-------- Document passage --------

(The Center Square) – The debate has been churning since 2012, a landslide of briefs in support and opposition detail an array of legal arguments and a state judge has issued a preliminary verdict knowing the ultimate arbiter will be the seven justices of the Missouri Supreme Court.
But when it came down to it, it only took 34 minutes Tuesday before the state’s highest court for attorneys arguing one of the biggest lawsuits in recent Missouri history to make their cases.
Attorney Chuck Hatfield, who represents three Missouri women who would have been eligible for Medicaid under expansion, argued Cole County Circuit Court Judge Jon Beetem’s June 23 ruling nixing Amendment 2, the measure to expand Medicaid, because it didn’t provide a revenue source as required under the state’s constitution, denies how government is supposed to operate.
The people voted for Medicaid, he said. That should be that, he said.
“The legislature doesn’t always like what the people instruct them to do,” Hatfield said, calling on the court to reject Beetem’s ruling because “the people have required the executive branch to enroll our clients in MO HealthNet,” the agency that manages Missouri’s Medicaid program.
Missouri Solicitor General John Sauer restated the state’s position: Amendment 2 is invalid based on Article III, Section 51 of the Missouri Constitution, which says an initiative position “shall not be used for the appropriation of money other than of new revenues created and provided for thereby.”
Sauer said under state law, despite the voter-approved ballot measure, the Legislature was not obligated to fund it.

-------- Dataset entries --------

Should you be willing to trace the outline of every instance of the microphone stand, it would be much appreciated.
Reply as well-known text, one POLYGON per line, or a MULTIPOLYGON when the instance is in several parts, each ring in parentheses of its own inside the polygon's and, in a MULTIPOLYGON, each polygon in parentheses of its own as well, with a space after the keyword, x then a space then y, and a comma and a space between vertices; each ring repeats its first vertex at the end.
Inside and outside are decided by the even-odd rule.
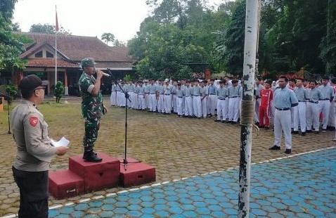
MULTIPOLYGON (((1 93, 1 92, 0 92, 0 95, 5 96, 6 96, 7 98, 12 98, 12 97, 11 97, 10 96, 1 93)), ((10 119, 10 115, 9 115, 9 114, 10 114, 10 113, 9 113, 9 99, 8 99, 8 101, 7 101, 7 110, 8 111, 8 134, 10 134, 11 132, 11 121, 10 121, 11 119, 10 119)))
MULTIPOLYGON (((115 77, 115 76, 111 72, 110 69, 108 68, 108 75, 112 77, 112 79, 115 81, 115 83, 120 88, 121 91, 122 91, 124 93, 124 94, 125 95, 125 98, 126 98, 126 105, 125 105, 125 152, 124 152, 124 160, 123 160, 122 163, 124 164, 124 170, 127 171, 127 165, 130 163, 127 161, 127 109, 128 109, 127 102, 129 101, 129 102, 131 103, 131 101, 129 99, 129 95, 127 94, 127 91, 125 91, 122 88, 120 84, 117 82, 117 79, 115 77)), ((139 162, 139 161, 132 162, 139 162)))

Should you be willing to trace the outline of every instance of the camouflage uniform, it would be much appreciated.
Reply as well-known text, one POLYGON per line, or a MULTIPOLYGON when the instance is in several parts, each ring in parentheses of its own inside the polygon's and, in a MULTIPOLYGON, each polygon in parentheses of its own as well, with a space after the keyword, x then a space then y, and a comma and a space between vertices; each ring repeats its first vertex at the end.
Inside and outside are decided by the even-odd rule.
POLYGON ((97 96, 91 94, 96 79, 83 72, 79 78, 79 91, 82 96, 82 114, 85 119, 85 135, 83 139, 84 150, 93 149, 97 140, 101 117, 104 113, 103 98, 99 91, 97 96))

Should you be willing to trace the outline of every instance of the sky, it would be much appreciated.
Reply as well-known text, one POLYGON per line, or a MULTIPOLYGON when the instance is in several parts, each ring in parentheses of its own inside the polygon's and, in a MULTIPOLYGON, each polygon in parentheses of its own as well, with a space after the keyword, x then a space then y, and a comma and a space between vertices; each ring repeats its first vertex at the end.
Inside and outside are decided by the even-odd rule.
POLYGON ((146 0, 18 0, 13 22, 19 23, 22 32, 29 32, 33 24, 54 25, 56 7, 59 27, 72 34, 101 39, 108 32, 125 43, 136 35, 150 11, 146 0))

--------

- Questions
- a) In the article on the Missouri Medicaid expansion lawsuit, how long did the attorneys take to make their cases before the state's highest court?
- b) Continue the article on the Missouri Medicaid expansion lawsuit from where it stops.

- Answers by task
- a) 34 minutes.

- b)
“There’s no mystery of what the legislature was doing there,” he said.
There is no deadline for a ruling, although the appeal was heard on an expedited schedule because Medicaid expansion was to be implemented July 1.
Last August, 53% of Missouri voters approved Amendment 2, which would expand Medicaid to as many as 275,000 uninsured low-income adults.
But the Republican-controlled Legislature approved, and Gov. Mike Parson signed, a $35 billion fiscal 2022 budget that does not fund the expansion.
The governor originally requested a $130 million state match to draw $1.2 billion in federal taxpayers’ dollars to fund the expansion, but opponents cited a 1945 state constitutional amendment that requires initiatives provide funding sources, which Amendment 2 didn’t.
The lawsuit was filed May 20 on behalf of three women denied access to Medicaid services they would have been eligible for when expansion was to go into effect July 1.
A brief submitted Friday by Missouri Attorney General Eric Schmitt’s office maintains the judges have only two choices – find Amendment 2 valid but subject to appropriation, or not validly enacted.